» Objetivo 1: Segundo a seleção sobre dignidade da pessoa humana, qual teoria se compatibiliza com o pós-positivismo e poderá fundamentá-lo?

== Seleção

Como, todavia, identificar, em concreto, contemporaneamente, o preceito dignidade da pessoa humana sem esvaziar seu conteúdo face à ausência de um fundamento moral absoluto para o direito no pós-positivismo? Embora reconheça que serão necessários maiores aprofundamentos em textos futuros, entendo, como Alexandre Travessoni Gomes Trivisonno, que a teoria kantiana sobre a moral e o direito, baseada no imperativo categórico e em sua lei universal, se compatibilizam com o pós-positivismo e, portanto, poderá fundamentá-lo, por mais que Kant a tenha formulado em período anterior à sua criação. 

Afirmo isso pelo fato de ser possível, em Kant, superar o positivismo sem retornar ao dogmatismo jusnaturalista, pois seu fundamento de validade para o direito não é material, como neste último, e nem puramente formal, como naquele. Pode-se, com isso, à luz de Kant, atualmente, reavivar legalidade e legitimidade ou o “por que se deve obedecer ao direito e qual deve ser seu conteúdo”. (TRIVISONNO, 2015, p. 224).

====
== Entradas do conjunto

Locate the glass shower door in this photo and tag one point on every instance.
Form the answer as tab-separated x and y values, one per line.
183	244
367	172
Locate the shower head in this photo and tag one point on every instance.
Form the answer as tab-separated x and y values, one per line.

====

» Objetivo 2: Apresente como lista JSON de strings, uma por linha e sem linhas em branco, as linhas das entradas desde a que contém "Locate the shower" até o fim das entradas, ambas incluídas.

» Solução comentada 1: A teoria kantiana sobre a moral e o direito, baseada no imperativo categórico e em sua lei universal.

» Solução comentada 2:
[
  "Locate the shower head in this photo and tag one point on every instance.",
  "Form the answer as tab-separated x and y values, one per line."
]